### Data supplied

= = = = =

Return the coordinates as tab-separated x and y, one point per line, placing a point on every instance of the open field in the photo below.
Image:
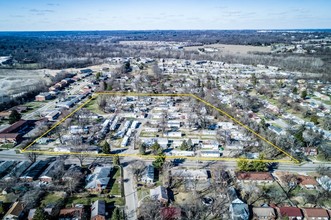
13	81
232	49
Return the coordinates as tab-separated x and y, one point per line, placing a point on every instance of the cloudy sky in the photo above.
33	15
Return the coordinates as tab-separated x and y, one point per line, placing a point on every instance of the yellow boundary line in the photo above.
154	156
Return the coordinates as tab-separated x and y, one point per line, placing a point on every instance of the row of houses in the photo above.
98	211
240	210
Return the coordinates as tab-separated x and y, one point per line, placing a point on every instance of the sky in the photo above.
53	15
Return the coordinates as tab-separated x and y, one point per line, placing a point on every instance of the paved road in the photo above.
131	197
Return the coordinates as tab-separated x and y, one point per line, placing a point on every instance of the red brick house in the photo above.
316	213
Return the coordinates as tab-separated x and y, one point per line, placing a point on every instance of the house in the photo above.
43	97
98	210
172	213
33	172
72	172
325	182
159	193
307	182
87	72
311	151
48	174
33	211
15	132
238	209
257	177
148	176
210	153
198	174
4	166
17	170
316	213
10	138
15	212
99	179
267	213
292	213
71	214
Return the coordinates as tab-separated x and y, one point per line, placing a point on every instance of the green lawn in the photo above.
114	184
52	198
93	106
90	199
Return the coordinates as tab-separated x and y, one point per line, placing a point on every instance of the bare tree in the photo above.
150	209
137	169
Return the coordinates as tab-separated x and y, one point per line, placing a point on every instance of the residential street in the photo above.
131	197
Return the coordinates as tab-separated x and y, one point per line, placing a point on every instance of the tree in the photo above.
32	156
97	76
259	164
137	169
253	79
243	164
106	148
304	94
40	214
116	215
158	162
32	198
1	209
184	145
295	90
142	149
14	116
314	119
116	160
156	148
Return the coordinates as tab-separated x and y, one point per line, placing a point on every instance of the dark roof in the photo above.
232	194
98	208
16	209
71	213
35	170
150	171
316	212
240	210
290	211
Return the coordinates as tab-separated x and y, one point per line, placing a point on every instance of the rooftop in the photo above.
254	176
316	212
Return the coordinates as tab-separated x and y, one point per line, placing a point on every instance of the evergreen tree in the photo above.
184	146
243	164
142	149
116	160
40	214
159	161
106	148
97	76
14	116
304	94
117	214
156	148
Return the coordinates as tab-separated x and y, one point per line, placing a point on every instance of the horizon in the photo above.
129	30
107	15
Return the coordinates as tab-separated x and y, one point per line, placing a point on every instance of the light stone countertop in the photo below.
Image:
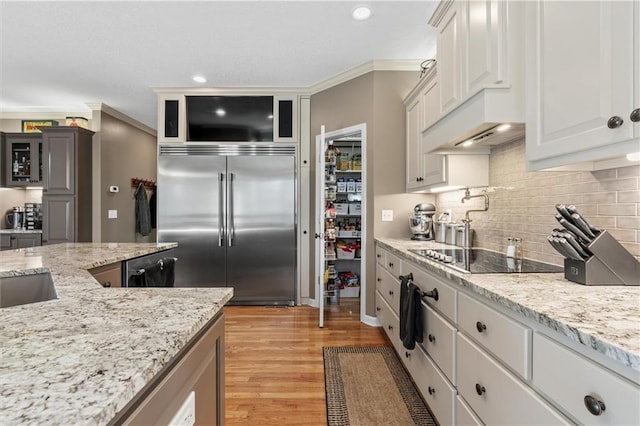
81	358
603	318
20	231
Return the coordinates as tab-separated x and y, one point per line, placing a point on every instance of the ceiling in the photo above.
59	56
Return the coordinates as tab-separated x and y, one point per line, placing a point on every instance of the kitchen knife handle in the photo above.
220	209
232	226
571	227
579	221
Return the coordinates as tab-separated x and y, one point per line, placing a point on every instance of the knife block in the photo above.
611	264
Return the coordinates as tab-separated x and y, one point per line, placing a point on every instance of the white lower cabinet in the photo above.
436	390
589	393
439	341
480	364
496	395
509	340
465	415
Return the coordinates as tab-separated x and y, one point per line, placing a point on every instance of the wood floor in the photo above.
274	365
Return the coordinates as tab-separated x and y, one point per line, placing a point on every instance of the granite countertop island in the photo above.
603	318
81	358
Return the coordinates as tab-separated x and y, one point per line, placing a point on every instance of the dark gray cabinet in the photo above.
23	159
67	185
19	240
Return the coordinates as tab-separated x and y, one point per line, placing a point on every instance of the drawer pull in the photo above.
433	294
594	406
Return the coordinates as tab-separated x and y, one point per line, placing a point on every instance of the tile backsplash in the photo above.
522	203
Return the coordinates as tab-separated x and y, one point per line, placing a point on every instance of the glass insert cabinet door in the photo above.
24	158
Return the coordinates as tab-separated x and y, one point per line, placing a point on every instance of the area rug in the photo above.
368	386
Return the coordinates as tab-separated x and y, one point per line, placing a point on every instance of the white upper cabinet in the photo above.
480	69
449	56
582	81
422	106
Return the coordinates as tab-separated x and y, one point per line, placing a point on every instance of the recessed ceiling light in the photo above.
633	156
361	13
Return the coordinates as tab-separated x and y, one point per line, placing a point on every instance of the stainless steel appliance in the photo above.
15	219
481	261
232	211
134	270
421	222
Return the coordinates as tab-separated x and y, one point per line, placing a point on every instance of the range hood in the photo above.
491	117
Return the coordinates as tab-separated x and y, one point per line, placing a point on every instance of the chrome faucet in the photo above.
466	220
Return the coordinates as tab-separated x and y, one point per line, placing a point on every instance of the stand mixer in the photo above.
421	222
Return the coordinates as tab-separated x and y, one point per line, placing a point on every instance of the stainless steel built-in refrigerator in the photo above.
232	211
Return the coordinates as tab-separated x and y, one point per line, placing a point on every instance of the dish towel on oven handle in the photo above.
411	327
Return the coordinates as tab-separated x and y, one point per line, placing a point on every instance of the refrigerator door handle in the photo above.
232	228
220	209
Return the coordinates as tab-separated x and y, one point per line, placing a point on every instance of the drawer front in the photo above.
388	320
439	341
381	255
436	390
507	339
392	263
389	288
567	377
496	395
465	415
446	303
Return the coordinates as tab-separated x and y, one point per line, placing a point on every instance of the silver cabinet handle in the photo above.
615	122
220	209
230	219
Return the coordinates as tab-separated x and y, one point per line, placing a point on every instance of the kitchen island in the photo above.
514	348
84	357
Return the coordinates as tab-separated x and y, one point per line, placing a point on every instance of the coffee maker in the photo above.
421	222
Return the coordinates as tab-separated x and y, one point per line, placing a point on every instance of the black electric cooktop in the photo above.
481	261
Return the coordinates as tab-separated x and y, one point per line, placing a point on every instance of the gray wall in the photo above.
125	152
375	99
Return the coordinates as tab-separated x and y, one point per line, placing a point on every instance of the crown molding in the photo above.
367	67
122	117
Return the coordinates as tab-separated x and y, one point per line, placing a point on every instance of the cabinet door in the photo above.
580	74
449	57
59	165
485	25
5	241
285	119
27	240
58	219
414	166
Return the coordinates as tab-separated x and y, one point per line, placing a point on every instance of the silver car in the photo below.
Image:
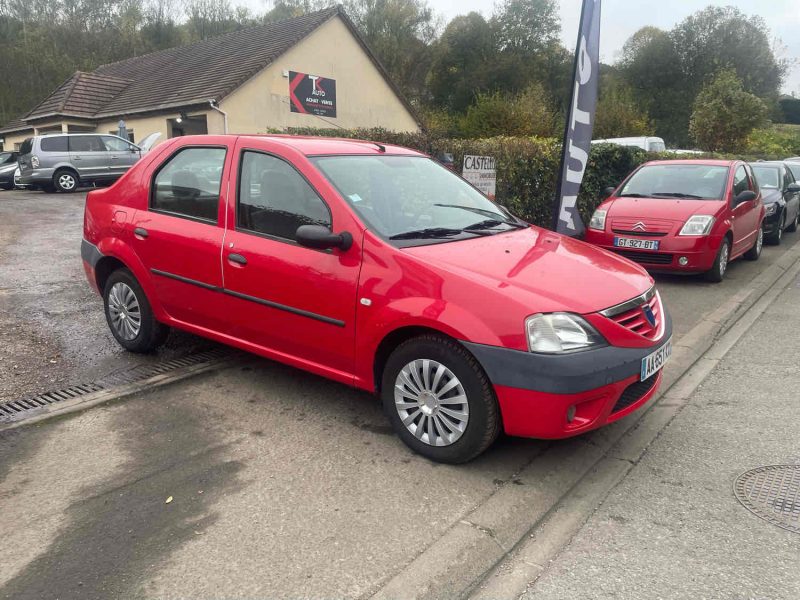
63	162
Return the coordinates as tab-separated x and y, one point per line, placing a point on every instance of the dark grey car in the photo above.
63	162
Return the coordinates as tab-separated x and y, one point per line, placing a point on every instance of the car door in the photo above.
88	155
297	302
792	198
179	235
744	216
122	155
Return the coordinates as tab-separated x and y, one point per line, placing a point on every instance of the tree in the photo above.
529	113
725	114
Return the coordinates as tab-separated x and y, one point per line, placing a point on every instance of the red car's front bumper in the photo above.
699	252
533	414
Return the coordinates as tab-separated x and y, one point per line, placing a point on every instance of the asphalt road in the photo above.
282	483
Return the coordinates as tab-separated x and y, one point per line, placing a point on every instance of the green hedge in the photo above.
526	167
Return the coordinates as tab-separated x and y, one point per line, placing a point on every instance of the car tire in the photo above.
129	315
793	227
755	252
428	407
65	181
717	272
777	236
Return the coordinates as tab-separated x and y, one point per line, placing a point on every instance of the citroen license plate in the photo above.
653	363
636	244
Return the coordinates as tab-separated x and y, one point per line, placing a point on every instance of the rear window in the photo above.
54	144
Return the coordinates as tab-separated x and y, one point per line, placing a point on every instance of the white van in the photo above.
651	144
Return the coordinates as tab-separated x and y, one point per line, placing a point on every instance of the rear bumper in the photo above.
700	252
536	392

= = = = =

### Aim of the exercise
Scan the records above for the word "below" and return every line where it occurs.

### Your solution
Return the coordinates as tab-separated x and y, one point per line, placing a point on every instance of the open field in the photo below.
Return the coordinates as tab-separated x and y, one point per line, placing a point on every instance of the light stone countertop in the photo below.
Return the coordinates as tab-separated x and y, one point per line, placing a point on every instance of the silver car in the photo below.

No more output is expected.